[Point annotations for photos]
* start *

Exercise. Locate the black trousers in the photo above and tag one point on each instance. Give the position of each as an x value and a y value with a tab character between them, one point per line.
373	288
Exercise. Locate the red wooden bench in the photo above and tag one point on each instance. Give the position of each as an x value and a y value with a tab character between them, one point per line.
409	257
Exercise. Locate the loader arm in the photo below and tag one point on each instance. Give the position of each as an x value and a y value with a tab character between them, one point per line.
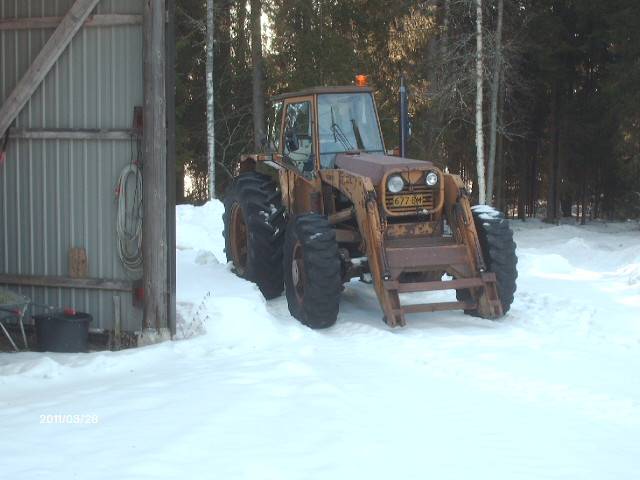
361	192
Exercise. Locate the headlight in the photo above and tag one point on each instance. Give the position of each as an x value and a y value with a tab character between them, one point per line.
395	184
431	179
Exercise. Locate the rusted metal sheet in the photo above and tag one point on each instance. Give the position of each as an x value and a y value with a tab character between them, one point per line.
376	166
419	229
58	193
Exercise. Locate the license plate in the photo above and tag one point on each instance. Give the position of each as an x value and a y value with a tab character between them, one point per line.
409	200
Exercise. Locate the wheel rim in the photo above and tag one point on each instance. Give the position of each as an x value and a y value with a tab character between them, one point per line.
297	271
239	238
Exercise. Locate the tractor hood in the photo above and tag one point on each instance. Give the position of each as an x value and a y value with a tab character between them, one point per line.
375	166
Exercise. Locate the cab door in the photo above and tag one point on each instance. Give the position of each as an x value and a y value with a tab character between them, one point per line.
299	179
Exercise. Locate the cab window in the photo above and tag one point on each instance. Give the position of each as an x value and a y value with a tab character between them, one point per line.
275	127
298	140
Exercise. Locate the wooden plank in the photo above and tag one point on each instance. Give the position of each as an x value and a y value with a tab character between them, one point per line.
72	134
78	263
111	20
431	286
170	46
154	190
438	307
66	282
48	56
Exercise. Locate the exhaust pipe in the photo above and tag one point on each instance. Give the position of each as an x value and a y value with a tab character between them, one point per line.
404	117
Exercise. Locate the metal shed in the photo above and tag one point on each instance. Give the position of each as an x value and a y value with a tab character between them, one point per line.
94	112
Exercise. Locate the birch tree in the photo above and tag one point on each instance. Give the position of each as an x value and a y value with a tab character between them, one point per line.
479	101
211	143
495	89
257	74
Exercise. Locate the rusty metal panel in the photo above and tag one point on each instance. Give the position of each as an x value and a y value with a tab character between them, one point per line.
59	194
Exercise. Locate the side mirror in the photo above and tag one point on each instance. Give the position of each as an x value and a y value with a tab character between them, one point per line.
291	140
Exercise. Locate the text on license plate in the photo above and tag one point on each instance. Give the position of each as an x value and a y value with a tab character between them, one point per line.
409	200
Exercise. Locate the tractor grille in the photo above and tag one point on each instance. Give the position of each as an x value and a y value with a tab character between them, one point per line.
400	203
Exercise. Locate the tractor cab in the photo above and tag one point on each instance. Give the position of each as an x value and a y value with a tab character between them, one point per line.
309	128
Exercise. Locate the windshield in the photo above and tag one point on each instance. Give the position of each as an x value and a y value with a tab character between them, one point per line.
347	121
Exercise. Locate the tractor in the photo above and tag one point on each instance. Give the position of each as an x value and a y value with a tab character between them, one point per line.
325	203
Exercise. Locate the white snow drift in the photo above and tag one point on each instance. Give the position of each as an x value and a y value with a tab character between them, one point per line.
550	391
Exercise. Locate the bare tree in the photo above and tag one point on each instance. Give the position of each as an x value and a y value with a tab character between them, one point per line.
211	152
257	74
479	101
495	89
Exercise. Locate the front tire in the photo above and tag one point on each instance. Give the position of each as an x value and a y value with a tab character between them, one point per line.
499	253
254	231
312	271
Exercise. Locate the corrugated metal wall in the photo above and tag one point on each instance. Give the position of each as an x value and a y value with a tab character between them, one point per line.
58	194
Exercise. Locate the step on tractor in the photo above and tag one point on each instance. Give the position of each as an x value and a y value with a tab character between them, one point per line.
326	204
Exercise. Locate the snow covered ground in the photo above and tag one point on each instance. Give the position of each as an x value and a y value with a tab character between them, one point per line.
550	391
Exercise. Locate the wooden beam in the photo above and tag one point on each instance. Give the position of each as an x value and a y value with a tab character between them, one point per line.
154	187
72	134
67	282
33	23
48	56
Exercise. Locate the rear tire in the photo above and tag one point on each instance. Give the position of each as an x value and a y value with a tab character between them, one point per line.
254	231
312	271
499	252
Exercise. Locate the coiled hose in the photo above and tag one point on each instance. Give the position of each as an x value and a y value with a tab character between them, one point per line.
129	219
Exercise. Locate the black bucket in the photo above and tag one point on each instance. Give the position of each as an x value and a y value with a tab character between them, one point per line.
62	332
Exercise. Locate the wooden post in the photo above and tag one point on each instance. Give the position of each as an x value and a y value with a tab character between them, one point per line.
171	159
154	190
47	57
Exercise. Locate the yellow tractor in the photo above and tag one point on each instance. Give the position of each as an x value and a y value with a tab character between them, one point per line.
327	204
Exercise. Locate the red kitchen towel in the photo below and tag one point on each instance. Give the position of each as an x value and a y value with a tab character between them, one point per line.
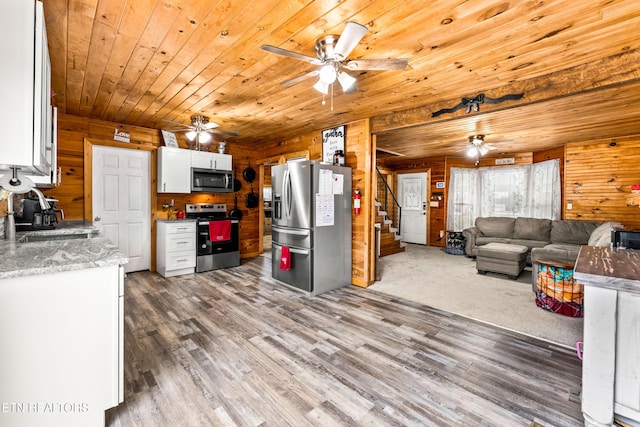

* end *

Directions for this task: Which lines of the items above contain the word "sheet"? Identify each of them and copy it out in full.

Task answer:
Exercise. Locate the rusted metal sheet in the photo above and tag one point on each instance. Give the position of each as an x value and a y value with a tab character between them, one point per line.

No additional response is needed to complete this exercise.